### RECORD EXCERPTS:
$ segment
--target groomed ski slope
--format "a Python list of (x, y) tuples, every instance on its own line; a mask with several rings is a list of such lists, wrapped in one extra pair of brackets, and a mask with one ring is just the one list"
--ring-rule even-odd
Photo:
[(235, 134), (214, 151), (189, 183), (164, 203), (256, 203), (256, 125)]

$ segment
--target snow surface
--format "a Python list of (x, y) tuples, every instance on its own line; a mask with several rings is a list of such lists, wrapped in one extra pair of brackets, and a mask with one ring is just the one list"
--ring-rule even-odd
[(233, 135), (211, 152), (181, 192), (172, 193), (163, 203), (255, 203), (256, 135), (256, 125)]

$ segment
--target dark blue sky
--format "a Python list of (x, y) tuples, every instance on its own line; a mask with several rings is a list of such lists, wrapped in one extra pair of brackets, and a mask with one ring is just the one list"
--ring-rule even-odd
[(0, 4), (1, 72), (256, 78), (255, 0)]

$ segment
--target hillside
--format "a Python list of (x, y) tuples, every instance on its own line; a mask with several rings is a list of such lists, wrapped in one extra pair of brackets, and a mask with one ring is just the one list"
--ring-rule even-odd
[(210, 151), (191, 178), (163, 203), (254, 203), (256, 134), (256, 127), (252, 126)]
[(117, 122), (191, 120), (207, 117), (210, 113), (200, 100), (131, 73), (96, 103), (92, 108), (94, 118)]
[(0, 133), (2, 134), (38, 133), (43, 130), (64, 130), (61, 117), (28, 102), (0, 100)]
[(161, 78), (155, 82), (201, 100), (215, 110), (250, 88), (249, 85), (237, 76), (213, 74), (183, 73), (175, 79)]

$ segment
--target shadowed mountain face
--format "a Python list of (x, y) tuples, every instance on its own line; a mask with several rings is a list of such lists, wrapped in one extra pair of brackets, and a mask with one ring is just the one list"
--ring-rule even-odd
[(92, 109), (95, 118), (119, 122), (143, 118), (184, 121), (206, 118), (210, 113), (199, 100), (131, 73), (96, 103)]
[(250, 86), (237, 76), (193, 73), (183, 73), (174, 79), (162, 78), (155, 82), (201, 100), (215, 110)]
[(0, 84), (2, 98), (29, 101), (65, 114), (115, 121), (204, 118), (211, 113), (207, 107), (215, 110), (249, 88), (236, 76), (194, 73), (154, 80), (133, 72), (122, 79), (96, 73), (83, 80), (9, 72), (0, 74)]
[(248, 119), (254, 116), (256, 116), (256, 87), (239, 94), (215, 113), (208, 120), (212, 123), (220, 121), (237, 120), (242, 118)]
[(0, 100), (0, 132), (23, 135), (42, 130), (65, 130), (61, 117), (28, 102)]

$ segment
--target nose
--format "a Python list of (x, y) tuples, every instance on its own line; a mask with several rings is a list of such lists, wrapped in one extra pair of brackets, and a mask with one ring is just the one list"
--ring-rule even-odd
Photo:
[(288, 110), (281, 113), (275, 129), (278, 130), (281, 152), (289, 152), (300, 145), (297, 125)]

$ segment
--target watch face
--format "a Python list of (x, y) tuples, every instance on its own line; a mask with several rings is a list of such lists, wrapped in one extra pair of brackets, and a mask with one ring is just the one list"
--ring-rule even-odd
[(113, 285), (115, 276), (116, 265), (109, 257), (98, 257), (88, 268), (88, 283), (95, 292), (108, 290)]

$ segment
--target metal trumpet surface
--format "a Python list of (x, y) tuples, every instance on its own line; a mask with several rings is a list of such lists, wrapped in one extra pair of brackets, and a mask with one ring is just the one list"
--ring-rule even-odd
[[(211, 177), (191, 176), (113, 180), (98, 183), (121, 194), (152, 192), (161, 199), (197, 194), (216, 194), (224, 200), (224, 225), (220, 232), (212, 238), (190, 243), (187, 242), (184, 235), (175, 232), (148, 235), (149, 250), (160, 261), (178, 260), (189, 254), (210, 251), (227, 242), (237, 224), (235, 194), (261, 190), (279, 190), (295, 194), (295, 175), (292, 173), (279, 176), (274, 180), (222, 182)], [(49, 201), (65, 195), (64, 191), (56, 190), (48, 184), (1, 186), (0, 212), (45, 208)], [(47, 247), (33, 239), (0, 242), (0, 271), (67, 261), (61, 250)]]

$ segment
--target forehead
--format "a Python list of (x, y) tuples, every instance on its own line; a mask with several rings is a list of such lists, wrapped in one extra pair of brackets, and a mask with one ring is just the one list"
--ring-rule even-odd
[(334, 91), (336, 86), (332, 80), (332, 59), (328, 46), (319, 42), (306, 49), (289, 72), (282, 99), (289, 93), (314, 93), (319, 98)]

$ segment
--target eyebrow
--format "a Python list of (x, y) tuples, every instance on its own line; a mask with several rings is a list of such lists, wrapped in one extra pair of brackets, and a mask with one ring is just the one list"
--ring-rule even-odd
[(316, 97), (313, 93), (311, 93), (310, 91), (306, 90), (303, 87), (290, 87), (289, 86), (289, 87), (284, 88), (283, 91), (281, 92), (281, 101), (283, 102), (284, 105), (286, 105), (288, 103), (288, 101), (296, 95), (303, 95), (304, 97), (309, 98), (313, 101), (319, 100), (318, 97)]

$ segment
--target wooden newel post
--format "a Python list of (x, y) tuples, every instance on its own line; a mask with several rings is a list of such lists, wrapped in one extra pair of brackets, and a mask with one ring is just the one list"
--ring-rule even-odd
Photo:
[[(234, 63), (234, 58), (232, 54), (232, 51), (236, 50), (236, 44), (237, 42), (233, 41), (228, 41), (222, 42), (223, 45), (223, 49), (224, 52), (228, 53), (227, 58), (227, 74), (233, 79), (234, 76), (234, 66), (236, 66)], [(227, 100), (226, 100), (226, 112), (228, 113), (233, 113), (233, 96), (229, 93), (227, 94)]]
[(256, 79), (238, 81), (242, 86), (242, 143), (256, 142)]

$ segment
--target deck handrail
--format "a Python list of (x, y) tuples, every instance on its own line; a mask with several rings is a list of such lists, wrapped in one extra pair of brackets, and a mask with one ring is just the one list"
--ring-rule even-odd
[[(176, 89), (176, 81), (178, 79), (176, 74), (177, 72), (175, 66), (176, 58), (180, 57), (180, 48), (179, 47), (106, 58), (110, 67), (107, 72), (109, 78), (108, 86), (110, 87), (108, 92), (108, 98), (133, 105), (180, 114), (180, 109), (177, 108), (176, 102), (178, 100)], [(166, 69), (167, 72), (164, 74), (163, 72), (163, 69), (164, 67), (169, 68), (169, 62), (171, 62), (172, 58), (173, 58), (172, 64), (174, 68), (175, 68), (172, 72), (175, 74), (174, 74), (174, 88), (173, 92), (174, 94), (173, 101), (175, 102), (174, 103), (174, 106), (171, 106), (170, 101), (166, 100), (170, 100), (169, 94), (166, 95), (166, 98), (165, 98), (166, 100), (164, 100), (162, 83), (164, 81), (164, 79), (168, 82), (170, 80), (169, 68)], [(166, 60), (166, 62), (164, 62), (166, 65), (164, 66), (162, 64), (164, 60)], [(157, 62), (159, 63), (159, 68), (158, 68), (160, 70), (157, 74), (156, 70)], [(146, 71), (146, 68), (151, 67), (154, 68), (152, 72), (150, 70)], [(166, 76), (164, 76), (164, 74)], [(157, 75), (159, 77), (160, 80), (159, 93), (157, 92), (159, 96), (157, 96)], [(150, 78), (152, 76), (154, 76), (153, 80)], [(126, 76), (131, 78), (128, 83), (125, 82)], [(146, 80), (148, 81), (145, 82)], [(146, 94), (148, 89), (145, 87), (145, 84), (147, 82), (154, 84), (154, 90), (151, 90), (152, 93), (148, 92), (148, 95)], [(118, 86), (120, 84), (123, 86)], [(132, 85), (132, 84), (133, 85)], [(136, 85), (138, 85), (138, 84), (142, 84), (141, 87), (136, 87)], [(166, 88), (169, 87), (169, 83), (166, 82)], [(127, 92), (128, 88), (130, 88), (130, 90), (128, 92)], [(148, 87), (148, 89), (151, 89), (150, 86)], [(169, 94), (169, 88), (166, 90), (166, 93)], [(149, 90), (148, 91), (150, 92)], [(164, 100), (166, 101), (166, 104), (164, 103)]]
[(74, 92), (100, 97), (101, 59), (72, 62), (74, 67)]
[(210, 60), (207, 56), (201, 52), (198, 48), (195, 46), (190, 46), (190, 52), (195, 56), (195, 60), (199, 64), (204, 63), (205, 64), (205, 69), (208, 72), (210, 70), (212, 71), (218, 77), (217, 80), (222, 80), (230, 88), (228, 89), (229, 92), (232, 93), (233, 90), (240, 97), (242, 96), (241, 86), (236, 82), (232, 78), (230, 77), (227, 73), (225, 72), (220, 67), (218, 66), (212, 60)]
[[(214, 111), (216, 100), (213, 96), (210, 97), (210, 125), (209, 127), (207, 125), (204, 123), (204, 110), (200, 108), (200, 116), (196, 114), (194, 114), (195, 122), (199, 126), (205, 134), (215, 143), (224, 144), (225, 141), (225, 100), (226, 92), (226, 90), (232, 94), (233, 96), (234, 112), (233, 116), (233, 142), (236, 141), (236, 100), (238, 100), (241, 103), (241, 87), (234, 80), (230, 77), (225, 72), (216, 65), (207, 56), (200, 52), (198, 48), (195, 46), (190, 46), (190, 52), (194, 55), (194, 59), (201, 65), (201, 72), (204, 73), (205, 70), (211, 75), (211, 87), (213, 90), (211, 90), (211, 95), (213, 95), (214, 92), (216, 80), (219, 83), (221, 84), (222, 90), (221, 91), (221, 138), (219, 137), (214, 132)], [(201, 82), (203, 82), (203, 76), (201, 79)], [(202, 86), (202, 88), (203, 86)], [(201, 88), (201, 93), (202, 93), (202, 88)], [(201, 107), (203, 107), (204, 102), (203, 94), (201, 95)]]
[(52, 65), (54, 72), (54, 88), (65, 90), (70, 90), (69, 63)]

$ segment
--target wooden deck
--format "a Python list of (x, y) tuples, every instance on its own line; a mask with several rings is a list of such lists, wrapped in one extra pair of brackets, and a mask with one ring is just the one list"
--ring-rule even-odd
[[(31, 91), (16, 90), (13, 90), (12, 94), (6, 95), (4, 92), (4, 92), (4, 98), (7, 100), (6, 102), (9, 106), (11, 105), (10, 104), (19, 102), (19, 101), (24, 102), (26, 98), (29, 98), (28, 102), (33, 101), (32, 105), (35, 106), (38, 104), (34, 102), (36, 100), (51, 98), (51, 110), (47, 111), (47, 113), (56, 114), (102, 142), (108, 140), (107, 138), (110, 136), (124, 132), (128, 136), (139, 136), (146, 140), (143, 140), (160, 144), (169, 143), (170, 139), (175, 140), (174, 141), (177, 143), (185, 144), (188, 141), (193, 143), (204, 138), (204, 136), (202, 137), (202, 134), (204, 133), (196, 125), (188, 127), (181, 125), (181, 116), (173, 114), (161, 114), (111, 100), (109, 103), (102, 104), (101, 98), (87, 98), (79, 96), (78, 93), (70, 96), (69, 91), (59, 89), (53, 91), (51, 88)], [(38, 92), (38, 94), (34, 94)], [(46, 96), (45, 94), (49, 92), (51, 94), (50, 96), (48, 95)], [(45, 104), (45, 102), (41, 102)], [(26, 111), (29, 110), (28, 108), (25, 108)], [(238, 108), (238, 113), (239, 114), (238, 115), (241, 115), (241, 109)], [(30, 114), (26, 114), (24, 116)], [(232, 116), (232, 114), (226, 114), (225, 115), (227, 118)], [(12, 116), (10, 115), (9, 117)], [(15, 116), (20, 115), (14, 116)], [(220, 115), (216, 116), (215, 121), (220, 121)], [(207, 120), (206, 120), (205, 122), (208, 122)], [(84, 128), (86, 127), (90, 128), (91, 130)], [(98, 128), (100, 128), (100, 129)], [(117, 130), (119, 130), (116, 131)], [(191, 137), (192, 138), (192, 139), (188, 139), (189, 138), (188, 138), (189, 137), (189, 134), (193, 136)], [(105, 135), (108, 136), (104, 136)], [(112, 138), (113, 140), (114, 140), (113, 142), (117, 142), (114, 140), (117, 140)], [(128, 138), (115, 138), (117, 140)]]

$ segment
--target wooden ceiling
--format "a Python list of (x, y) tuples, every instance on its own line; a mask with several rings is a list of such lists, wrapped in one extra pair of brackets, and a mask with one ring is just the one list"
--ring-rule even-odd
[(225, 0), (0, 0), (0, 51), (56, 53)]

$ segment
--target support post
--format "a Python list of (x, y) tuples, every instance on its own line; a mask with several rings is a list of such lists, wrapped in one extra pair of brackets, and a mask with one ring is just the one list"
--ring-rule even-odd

### EXERCISE AIM:
Copy out the stretch from the start of the lines through the line containing "203), (256, 125)]", keeping every line and adding 45 to each x and y coordinate in the answer outlines.

### EXERCISE SOLUTION:
$ segment
--target groomed ski slope
--format "a Python list of (x, y) tuples, every instance on its own line; a mask with several rings is a list of such lists, wrapped in one extra pair of brackets, and a mask with one ring is just the one list"
--ring-rule even-odd
Photo:
[(280, 179), (259, 196), (234, 228), (209, 248), (301, 248), (301, 170)]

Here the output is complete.